This was a common sentiment amongst the PC builders I spoke to while waiting to see if we won the day’s lottery. NVIDIA sells a series of GPUs that is specifically designed to support AI workloads in data centers. They come from the same “Blackwell” architectural family as consumer GPUs. These AI chips are not sold individually, but in custom clusters that come with specialized cooling and linking technologies. Pricing is not published, but industry analysts estimate that the NVL72 cluster, which contains 72 Blackwell AI GPUs, costs about $3M. This means individual GPUs sell to enterprise customers for tens of thousands of dollars. The RTX 5080 I wanted has an MSRP of $999 (though good luck finding one for that price).

Competition with AI customers isn't the only reason why builders can't find GPUs these days. Because NVIDIA is “fabless,” relying on TSMC to actually fabricate their chips, they have to compete with other companies for manufacturing capacity. Making semiconductors is notoriously complex and difficult. The latest GPUs are all made using TSMC's cutting-edge 4 nm process, and it takes months of work across hundreds of highly calibrated machines to produce a single chip. Apple, AMD, and Qualcomm, among others, vie for this limited high-end silicon production capacity. More production is coming on-line, but building fabs takes time. Recently, NVIDIA announced that TSMC’s new facility in Arizona has begun producing 4 nm Blackwell chips. But it would be an understatement to say that supply is constrained.

It would be tough for any company to handle 1000% growth in five years gracefully. When coupled with the competition for fab capacity at TSMC, and the likely differences in revenue per chip for AI and graphics purposes, it’s not surprising that consumer GPU shelves are empty. Demand was always going to be strong, particularly given that NVIDIA had stopped making cards from the prior generation months before the 50-series launched. As a result, older alternatives were just as hard to get and expensive.

Worth It?
* * * *
__CHALLENGE 1__: Pick out each line in the records below that contains the string "cone" and copy those lines in full.
* * * *
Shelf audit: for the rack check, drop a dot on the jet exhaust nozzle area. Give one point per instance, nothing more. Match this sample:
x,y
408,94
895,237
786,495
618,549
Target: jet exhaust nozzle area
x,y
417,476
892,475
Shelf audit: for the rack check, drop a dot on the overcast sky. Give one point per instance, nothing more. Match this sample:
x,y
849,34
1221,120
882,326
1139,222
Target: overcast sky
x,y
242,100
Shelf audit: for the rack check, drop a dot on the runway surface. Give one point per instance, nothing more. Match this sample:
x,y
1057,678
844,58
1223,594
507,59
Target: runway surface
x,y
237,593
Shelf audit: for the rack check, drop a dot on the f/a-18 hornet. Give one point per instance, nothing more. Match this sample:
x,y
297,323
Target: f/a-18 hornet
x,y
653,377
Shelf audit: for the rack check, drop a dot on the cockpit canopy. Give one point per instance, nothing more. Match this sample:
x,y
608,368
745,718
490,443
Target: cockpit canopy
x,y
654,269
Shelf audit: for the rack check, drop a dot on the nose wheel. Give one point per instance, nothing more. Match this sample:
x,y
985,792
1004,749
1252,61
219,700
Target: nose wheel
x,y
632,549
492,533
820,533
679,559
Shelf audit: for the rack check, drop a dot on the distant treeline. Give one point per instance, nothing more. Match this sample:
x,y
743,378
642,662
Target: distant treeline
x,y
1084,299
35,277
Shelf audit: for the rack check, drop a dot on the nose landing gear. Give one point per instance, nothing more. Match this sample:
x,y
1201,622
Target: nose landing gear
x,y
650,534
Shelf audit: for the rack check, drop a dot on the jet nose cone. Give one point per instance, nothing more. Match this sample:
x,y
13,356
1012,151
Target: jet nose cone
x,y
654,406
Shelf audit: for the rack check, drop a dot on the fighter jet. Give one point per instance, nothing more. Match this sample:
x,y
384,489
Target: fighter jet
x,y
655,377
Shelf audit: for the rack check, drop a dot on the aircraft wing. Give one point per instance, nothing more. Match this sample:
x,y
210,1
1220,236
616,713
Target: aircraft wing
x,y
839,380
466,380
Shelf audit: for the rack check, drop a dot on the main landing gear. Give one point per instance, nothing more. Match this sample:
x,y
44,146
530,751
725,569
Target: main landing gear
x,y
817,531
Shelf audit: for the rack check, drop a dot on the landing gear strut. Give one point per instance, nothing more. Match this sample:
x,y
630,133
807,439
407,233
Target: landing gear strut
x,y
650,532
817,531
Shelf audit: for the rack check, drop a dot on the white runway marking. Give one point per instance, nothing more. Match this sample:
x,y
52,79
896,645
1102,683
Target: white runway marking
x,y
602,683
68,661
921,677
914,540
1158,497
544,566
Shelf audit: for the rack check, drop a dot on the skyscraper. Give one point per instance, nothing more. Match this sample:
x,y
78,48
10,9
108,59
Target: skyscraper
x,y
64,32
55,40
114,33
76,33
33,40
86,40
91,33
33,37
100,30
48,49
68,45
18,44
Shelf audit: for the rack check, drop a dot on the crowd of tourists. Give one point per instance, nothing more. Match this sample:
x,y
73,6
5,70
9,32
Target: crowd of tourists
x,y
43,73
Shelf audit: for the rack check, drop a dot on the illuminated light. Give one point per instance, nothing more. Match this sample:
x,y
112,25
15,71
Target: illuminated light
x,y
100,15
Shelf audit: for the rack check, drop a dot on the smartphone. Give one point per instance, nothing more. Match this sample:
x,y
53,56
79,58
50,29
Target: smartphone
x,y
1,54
* * * *
__CHALLENGE 2__: In the passage on GPU shortages, what do industry analysts estimate the NVL72 cluster costs?

__FULL RESPONSE 1__:
Shelf audit: for the rack check, drop a dot on the jet nose cone. Give one point per instance, nothing more. Match this sample:
Target: jet nose cone

__FULL RESPONSE 2__: About $3M.